* [Work required]: Please copy out the material word for word, from the line that contains "Can you see the name" through the line that contains "column 45, row 198", including both of those lines.

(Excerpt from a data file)

────────────────

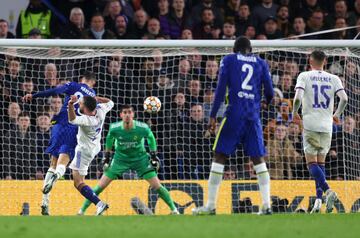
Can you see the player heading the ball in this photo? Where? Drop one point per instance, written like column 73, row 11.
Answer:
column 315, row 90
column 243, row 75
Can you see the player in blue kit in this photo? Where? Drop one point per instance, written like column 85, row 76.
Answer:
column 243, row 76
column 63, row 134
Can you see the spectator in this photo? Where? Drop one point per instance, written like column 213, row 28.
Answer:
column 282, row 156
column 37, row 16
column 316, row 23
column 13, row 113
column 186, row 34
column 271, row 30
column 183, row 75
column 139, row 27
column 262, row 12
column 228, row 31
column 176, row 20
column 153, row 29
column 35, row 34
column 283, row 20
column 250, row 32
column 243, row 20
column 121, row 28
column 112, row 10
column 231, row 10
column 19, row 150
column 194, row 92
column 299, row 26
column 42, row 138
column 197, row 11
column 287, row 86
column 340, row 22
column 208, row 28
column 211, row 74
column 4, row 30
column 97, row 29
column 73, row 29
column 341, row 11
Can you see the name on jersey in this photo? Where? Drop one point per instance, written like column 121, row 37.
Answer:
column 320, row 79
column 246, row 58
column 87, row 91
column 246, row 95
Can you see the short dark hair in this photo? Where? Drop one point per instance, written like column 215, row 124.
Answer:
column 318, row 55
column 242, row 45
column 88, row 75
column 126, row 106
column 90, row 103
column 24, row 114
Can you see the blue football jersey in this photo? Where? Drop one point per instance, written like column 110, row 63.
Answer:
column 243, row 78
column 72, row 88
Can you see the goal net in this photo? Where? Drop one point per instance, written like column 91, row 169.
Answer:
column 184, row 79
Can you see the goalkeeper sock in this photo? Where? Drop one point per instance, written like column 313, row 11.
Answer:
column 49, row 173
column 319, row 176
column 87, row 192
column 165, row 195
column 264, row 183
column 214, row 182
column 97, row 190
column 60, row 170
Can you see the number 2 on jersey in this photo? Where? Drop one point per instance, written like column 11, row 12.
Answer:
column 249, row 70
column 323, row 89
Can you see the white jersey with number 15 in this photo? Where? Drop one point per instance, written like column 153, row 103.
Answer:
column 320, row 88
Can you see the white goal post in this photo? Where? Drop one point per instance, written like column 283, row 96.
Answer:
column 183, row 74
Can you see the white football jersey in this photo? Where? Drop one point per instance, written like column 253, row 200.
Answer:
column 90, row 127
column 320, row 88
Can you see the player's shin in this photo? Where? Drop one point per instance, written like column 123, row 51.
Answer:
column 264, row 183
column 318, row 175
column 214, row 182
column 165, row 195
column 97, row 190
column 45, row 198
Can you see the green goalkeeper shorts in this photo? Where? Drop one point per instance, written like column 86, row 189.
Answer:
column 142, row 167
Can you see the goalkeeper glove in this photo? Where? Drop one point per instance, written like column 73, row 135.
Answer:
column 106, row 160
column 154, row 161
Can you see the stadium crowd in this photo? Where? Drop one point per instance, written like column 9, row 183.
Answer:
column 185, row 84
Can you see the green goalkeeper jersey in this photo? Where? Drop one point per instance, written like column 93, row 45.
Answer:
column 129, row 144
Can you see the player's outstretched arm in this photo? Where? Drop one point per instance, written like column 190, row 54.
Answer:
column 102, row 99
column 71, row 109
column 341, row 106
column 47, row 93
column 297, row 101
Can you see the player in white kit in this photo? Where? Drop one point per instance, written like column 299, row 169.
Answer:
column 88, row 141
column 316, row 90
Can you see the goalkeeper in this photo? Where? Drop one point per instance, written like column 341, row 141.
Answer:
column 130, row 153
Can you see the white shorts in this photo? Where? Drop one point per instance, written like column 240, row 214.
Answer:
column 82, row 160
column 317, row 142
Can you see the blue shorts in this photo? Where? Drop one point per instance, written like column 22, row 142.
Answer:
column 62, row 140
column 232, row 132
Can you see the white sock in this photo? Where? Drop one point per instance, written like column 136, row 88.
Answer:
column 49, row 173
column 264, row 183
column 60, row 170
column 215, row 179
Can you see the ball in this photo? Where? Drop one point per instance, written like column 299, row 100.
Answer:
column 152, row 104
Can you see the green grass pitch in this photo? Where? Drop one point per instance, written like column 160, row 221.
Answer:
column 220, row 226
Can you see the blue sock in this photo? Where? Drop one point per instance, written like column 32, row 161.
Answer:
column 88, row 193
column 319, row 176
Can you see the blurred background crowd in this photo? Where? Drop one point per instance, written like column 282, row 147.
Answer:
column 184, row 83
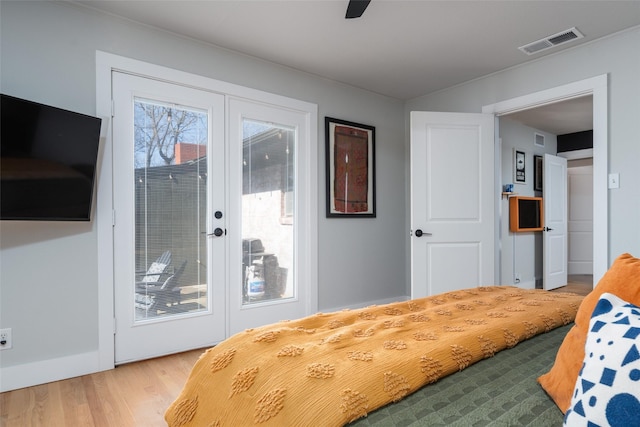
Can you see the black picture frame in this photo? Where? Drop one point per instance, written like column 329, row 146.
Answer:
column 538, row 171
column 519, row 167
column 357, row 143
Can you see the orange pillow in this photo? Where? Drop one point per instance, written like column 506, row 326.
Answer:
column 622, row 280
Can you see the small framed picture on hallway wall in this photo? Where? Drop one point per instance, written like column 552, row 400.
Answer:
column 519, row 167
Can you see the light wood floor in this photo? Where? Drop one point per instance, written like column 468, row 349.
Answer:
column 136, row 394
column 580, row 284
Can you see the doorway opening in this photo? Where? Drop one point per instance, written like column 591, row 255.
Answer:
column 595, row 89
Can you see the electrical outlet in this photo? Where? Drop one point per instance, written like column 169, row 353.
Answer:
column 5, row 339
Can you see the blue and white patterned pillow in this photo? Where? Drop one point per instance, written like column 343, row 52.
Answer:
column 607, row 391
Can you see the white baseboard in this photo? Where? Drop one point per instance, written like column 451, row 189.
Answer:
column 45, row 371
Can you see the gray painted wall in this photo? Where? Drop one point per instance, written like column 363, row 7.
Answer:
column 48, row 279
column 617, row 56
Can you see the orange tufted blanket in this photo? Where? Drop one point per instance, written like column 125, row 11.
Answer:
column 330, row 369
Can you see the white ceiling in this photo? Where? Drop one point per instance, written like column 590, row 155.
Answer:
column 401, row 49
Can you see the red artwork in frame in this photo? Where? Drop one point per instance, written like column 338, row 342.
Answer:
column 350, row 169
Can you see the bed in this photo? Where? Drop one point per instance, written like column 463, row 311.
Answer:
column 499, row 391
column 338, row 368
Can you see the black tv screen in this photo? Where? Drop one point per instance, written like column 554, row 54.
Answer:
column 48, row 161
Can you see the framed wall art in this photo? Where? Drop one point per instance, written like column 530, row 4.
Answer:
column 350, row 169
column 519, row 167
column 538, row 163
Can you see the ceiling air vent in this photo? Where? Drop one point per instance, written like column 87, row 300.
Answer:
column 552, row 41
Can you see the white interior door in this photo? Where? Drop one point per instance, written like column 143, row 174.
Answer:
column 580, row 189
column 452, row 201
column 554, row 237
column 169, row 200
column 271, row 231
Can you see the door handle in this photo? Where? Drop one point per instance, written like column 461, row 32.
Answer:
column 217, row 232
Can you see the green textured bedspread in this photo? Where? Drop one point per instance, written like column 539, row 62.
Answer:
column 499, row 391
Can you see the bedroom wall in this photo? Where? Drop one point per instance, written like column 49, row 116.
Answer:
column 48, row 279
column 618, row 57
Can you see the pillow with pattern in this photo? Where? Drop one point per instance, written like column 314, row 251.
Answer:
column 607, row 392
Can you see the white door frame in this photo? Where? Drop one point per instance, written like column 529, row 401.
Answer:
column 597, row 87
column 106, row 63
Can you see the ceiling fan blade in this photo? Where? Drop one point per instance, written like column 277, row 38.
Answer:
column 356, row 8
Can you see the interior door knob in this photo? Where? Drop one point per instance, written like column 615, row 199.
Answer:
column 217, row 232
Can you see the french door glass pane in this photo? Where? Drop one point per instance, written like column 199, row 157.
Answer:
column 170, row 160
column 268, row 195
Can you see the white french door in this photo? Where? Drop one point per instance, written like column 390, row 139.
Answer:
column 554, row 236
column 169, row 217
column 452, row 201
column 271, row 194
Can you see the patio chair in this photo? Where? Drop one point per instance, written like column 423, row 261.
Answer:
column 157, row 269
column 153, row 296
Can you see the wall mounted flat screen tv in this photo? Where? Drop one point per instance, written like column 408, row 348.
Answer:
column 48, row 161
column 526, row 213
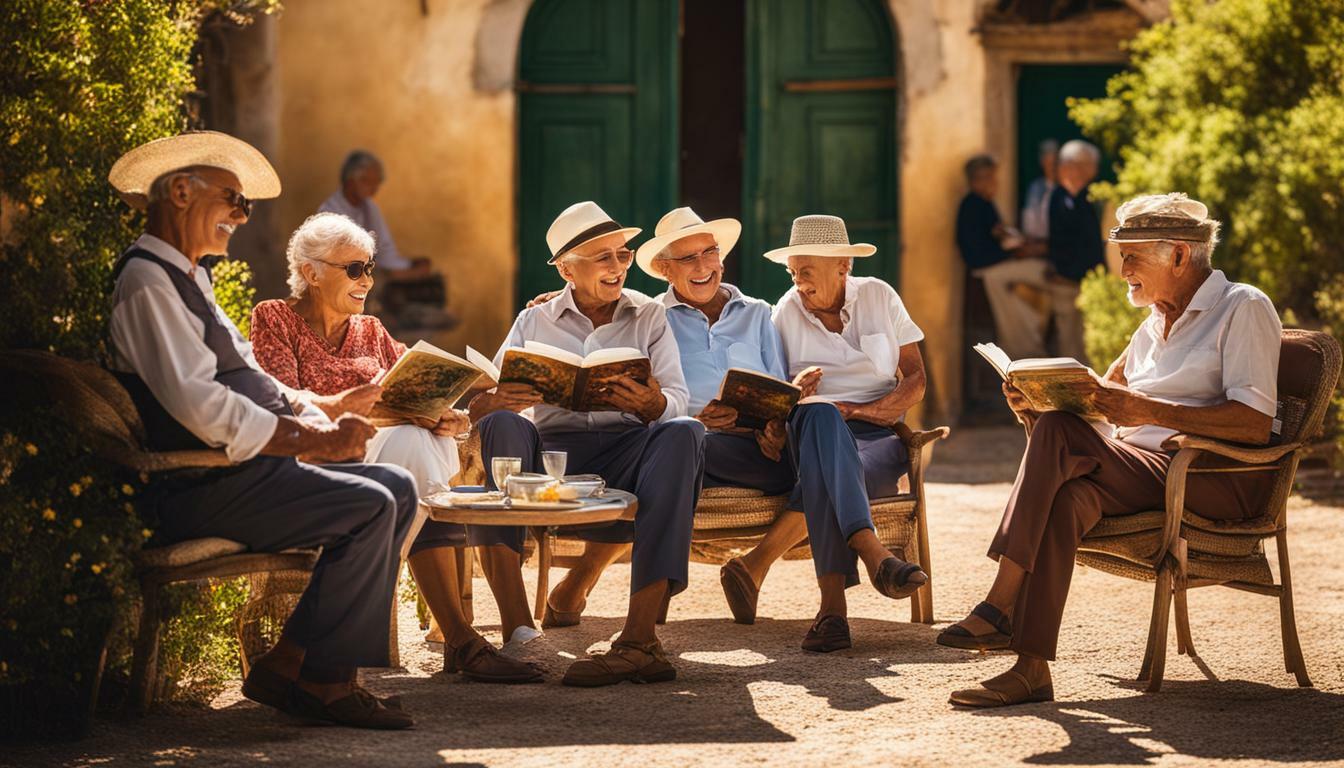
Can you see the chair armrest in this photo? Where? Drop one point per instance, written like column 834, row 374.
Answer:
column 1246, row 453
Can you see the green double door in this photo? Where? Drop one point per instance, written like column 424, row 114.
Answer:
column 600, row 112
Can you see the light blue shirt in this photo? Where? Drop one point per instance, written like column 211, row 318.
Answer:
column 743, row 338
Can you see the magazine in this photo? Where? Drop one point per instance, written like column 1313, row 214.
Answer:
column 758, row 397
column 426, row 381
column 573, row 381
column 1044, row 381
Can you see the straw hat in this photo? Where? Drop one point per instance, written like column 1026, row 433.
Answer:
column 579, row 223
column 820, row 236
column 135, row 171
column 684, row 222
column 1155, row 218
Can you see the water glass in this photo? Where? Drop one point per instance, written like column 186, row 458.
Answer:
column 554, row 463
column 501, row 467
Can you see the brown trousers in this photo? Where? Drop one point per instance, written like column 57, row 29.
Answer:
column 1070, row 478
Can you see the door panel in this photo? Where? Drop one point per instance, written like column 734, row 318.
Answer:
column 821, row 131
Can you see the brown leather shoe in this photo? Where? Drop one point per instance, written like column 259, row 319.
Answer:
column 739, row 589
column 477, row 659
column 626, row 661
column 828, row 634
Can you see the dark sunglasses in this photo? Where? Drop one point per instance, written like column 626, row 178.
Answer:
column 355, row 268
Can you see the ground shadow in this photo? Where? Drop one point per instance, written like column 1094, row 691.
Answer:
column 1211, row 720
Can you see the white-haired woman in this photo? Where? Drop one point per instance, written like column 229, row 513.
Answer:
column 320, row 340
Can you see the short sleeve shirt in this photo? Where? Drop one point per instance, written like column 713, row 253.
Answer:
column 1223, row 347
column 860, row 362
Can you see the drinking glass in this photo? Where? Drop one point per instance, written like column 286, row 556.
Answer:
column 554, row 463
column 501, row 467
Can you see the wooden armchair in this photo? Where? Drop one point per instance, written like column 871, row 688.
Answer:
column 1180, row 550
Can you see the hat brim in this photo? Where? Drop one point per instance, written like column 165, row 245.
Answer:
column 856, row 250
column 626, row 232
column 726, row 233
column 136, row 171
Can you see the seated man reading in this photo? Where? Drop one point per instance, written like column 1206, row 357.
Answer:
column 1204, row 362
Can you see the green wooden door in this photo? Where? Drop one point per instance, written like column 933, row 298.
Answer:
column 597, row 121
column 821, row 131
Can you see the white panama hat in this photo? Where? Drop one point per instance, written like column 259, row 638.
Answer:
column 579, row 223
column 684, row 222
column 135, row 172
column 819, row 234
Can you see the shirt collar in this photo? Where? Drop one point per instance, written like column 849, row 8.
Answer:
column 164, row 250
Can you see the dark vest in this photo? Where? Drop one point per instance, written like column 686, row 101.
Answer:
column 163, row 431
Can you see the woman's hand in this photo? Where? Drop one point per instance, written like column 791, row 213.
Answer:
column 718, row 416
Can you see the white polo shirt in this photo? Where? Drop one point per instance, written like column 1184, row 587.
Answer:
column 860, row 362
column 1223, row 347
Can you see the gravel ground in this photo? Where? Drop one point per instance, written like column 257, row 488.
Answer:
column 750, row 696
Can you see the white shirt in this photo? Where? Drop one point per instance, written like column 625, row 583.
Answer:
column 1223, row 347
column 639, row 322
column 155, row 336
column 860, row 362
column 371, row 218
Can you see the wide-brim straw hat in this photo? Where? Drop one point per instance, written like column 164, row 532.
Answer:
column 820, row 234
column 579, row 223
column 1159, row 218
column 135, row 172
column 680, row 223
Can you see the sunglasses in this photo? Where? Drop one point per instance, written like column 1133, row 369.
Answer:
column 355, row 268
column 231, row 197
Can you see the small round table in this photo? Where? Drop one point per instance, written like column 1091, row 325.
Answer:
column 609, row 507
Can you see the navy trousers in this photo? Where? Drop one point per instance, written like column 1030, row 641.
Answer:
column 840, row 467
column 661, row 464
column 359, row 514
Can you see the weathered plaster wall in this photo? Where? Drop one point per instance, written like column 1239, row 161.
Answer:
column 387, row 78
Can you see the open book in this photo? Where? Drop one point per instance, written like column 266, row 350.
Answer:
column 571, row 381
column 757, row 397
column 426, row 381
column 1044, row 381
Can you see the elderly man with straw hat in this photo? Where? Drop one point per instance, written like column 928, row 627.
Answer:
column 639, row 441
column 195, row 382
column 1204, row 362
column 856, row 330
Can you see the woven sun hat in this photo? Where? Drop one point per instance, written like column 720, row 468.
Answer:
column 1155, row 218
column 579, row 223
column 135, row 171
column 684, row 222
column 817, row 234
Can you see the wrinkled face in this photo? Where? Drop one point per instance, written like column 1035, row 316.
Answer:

────────────────

* [Written answer]:
Can you see the name on jersey in this photo? Where? Drop one point per instance, written like column 121, row 37.
Answer:
column 320, row 79
column 246, row 58
column 87, row 91
column 246, row 95
Can you see the short dark hair in this photo? Where? Drop one point per instance, written like column 215, row 124.
Answer:
column 318, row 55
column 242, row 45
column 88, row 75
column 126, row 106
column 90, row 103
column 24, row 114
Can you see the blue football jersey in this photo? Where? Drop one point per instance, written like column 110, row 63.
Answer:
column 243, row 78
column 72, row 88
Can you see the goal net in this photo? Where? Drop one point per instance, written like column 91, row 169.
Answer:
column 184, row 79
Can you see the goalkeeper sock in this photo? Where? Drop one point per instance, written like column 313, row 11.
Answer:
column 49, row 173
column 319, row 176
column 87, row 192
column 165, row 195
column 264, row 183
column 214, row 182
column 97, row 190
column 60, row 170
Can you see the number 2 on jersey in this photo? Where? Drop one point per instance, written like column 11, row 12.
Answer:
column 249, row 70
column 323, row 89
Can you see the white jersey with number 15 in this photo? Where? Drop one point per instance, written like column 153, row 103.
Answer:
column 320, row 88
Can you see the white goal post in this photo? Where? Drop one point per instance, written like column 283, row 96.
Answer:
column 183, row 74
Can you see the white football jersey in this photo? Where? Drop one point per instance, written like column 253, row 200.
Answer:
column 90, row 127
column 320, row 88
Can you see the player's shin in this photo? Where? Drop one point per instance, written like column 123, row 51.
Answer:
column 264, row 183
column 318, row 175
column 214, row 182
column 165, row 195
column 97, row 190
column 45, row 198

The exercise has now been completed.